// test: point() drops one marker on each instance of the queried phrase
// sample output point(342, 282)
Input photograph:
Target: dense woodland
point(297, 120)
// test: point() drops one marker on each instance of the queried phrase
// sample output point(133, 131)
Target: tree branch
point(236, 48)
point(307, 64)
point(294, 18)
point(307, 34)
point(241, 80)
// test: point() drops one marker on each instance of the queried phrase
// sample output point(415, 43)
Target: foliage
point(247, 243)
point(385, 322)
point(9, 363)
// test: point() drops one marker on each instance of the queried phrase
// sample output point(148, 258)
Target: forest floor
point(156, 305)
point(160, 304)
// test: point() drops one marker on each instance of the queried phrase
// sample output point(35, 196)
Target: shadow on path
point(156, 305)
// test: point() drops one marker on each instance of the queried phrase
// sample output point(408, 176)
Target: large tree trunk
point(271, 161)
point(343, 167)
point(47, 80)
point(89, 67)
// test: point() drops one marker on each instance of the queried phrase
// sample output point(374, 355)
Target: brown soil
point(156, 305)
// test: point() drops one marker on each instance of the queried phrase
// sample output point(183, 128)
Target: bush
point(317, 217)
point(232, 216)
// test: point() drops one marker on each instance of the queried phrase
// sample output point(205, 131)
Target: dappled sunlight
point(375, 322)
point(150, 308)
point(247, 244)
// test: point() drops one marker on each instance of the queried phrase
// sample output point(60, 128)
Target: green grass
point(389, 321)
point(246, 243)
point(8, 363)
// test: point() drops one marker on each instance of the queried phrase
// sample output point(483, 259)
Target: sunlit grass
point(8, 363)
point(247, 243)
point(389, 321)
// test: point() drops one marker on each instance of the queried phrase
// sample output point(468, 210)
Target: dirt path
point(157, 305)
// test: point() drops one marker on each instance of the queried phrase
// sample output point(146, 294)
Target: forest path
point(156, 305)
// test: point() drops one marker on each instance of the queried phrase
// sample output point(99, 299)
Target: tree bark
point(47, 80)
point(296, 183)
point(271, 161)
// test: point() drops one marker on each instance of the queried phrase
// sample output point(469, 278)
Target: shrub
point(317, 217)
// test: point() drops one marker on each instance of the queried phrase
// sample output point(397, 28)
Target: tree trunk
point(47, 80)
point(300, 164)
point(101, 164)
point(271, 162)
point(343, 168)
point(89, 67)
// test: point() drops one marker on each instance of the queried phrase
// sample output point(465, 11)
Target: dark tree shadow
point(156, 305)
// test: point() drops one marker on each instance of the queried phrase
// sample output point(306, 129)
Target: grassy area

--

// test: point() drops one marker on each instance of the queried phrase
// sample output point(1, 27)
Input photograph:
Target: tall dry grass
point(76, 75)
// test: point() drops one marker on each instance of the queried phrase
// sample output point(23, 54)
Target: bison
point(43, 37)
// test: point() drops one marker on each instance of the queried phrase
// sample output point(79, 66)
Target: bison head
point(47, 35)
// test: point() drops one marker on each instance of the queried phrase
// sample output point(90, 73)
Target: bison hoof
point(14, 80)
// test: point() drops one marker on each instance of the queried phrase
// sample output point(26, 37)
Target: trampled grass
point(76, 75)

...

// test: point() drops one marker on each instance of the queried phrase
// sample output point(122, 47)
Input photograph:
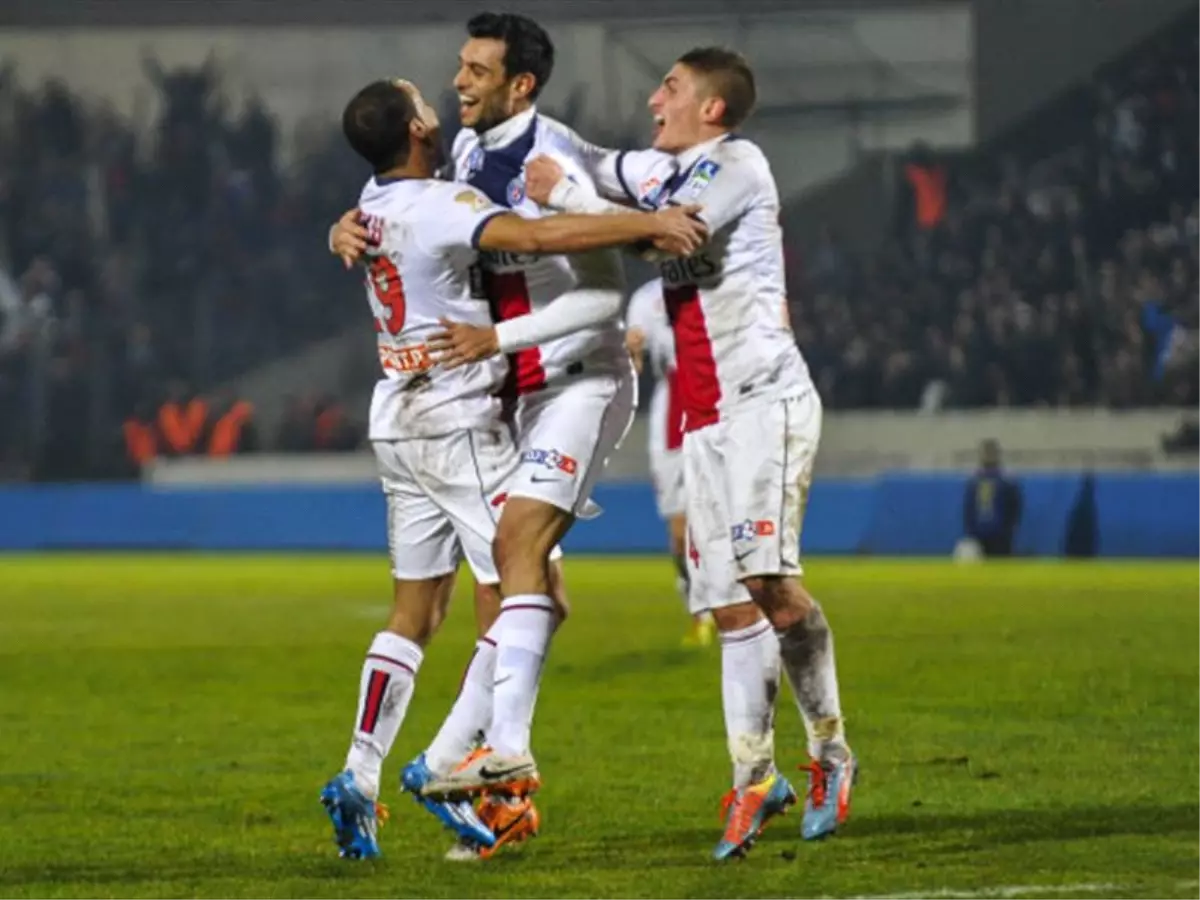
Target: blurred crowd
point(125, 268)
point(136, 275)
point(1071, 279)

GOAL OF THE EXERCISE — Count the lines in the data above that contain the string "tree", with uppercase and lowercase treated as different. Reply with the number alone.

RIGHT ANSWER — 5